# [WHAT YOU ARE ASKED TO DO]
Please copy the listing below in its entirety, without alteration.

# [TASK INPUT]
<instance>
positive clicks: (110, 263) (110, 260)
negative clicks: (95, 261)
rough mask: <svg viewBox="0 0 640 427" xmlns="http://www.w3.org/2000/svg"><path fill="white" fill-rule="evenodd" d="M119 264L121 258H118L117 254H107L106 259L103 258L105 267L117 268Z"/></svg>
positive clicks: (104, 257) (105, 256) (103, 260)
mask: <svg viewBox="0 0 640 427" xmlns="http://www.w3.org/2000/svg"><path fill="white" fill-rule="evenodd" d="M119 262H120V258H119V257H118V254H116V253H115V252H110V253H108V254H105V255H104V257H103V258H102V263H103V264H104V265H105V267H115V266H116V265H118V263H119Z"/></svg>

# [ANSWER BELOW]
<instance>
positive clicks: (110, 263) (110, 260)
negative clicks: (95, 261)
rough mask: <svg viewBox="0 0 640 427" xmlns="http://www.w3.org/2000/svg"><path fill="white" fill-rule="evenodd" d="M119 264L121 258H118L117 254H107L106 259L103 258L105 267L117 268Z"/></svg>
positive clicks: (104, 257) (105, 256) (103, 260)
mask: <svg viewBox="0 0 640 427" xmlns="http://www.w3.org/2000/svg"><path fill="white" fill-rule="evenodd" d="M119 262H120V258H119V257H118V254H116V253H115V252H110V253H108V254H105V255H104V257H103V258H102V263H103V264H104V265H105V267H115V266H116V265H118V263H119Z"/></svg>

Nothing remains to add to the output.